**YOUR TASK**
Where in the data does the word "crossbeam" appear? Find those lines and copy them.

[Opening THE DATA section]

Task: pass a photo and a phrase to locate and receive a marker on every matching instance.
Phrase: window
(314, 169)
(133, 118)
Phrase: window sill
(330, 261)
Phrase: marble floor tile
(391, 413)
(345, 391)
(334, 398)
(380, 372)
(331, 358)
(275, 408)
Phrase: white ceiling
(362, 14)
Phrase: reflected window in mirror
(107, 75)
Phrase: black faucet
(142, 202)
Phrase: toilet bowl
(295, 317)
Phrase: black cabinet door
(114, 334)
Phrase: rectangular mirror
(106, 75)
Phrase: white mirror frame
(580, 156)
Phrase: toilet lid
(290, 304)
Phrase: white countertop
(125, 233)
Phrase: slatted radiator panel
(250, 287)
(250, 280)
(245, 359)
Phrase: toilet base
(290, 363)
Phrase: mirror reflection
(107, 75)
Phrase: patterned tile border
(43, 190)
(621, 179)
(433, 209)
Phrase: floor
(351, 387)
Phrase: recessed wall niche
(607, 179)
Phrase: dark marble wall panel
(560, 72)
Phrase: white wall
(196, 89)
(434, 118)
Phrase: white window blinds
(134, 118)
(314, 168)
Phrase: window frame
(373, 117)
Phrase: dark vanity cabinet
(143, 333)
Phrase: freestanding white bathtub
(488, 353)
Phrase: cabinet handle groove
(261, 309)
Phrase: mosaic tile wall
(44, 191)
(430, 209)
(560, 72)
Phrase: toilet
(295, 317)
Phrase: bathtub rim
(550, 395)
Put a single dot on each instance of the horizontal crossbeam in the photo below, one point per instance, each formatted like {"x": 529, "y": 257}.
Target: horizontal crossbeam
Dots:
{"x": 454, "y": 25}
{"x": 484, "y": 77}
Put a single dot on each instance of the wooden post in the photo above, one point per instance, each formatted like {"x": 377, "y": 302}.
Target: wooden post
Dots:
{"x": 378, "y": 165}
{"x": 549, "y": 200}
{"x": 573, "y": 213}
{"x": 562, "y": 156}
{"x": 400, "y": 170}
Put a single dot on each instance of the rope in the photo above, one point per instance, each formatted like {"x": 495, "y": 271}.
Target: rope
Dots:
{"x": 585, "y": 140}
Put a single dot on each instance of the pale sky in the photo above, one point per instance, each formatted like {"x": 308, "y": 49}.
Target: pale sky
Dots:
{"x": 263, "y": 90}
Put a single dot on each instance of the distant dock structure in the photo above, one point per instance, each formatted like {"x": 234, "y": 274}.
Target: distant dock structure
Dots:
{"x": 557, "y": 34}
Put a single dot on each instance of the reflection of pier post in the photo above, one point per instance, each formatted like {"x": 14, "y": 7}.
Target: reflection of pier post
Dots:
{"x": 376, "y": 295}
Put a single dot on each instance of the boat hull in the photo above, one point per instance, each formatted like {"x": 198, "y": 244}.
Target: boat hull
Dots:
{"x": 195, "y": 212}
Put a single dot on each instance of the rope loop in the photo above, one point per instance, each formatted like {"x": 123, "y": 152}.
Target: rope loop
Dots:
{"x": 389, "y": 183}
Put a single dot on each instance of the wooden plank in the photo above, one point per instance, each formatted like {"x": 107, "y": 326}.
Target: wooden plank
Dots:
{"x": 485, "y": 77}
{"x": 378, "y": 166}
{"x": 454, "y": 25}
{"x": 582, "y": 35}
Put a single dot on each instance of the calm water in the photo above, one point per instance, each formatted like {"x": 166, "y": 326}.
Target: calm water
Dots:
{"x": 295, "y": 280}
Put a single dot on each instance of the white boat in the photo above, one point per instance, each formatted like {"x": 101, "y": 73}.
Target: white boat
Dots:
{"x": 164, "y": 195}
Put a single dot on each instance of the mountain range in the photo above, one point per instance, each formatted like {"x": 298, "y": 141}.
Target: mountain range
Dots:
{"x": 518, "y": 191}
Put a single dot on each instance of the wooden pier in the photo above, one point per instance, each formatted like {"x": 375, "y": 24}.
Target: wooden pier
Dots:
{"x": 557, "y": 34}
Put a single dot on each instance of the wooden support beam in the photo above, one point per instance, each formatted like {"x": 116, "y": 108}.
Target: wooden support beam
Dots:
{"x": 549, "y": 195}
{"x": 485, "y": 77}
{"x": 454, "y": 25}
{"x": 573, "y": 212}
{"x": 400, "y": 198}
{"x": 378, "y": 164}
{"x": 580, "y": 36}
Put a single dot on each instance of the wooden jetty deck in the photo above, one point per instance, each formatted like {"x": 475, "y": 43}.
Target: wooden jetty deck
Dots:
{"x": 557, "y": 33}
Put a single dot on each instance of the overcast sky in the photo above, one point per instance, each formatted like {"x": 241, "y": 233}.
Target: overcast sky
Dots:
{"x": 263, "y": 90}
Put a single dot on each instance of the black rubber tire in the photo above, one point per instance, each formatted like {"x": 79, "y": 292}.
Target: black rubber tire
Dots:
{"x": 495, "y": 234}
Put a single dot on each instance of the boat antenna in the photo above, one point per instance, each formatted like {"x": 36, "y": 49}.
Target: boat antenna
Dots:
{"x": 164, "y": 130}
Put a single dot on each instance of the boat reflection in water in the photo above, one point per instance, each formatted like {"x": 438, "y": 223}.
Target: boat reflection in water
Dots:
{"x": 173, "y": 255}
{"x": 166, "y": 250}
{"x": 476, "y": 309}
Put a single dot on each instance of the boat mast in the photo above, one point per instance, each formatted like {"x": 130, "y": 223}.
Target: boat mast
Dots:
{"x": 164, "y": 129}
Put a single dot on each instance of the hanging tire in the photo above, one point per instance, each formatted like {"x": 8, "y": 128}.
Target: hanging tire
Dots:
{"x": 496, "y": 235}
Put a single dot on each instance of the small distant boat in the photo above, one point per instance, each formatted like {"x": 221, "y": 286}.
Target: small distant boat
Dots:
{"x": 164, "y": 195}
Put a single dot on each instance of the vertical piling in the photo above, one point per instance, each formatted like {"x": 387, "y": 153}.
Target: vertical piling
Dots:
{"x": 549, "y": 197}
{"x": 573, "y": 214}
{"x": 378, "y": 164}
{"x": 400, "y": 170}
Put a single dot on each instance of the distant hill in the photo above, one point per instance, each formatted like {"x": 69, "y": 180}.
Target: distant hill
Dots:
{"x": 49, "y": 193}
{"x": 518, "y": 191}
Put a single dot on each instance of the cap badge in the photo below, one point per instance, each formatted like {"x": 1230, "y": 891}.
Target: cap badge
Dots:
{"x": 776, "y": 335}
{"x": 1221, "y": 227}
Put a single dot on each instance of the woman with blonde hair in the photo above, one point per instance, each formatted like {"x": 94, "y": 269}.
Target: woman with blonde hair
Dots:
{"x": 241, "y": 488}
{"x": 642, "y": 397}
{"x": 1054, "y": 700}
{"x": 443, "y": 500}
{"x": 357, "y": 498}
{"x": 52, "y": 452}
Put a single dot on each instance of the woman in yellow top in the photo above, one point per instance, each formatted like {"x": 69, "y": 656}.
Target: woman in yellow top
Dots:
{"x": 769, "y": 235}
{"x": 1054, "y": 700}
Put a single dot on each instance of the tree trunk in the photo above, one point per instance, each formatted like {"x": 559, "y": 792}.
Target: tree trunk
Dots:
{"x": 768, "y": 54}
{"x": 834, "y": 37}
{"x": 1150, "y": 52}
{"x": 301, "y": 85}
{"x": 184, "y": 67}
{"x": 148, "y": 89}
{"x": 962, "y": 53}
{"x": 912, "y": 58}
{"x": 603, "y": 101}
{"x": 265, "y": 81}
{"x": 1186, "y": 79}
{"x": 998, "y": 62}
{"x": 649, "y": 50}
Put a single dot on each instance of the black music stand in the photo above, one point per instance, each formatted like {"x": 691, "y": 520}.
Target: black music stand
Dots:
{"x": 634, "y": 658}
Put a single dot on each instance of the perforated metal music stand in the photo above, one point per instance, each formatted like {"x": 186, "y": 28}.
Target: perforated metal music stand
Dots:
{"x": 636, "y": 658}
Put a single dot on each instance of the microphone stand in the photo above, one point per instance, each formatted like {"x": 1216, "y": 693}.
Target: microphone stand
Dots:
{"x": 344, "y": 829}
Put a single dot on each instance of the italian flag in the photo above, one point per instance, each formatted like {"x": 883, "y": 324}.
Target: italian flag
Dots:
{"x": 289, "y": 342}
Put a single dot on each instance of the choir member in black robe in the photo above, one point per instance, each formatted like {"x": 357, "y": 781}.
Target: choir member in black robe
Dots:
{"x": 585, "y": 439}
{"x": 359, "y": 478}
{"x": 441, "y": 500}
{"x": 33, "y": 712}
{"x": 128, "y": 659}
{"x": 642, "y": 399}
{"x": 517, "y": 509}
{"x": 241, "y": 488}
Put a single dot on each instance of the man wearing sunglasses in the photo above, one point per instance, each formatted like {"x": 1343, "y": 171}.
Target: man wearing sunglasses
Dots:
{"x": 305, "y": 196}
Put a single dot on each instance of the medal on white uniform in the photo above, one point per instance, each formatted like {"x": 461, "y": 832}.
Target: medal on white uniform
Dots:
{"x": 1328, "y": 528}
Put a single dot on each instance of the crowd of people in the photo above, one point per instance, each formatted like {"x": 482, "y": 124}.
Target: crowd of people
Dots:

[Closing THE DATA section]

**EXERCISE OUTPUT**
Put a single dot on each instance of the horizontal crossbeam in the photo below, one point per instance, each formatted like {"x": 529, "y": 257}.
Target: horizontal crossbeam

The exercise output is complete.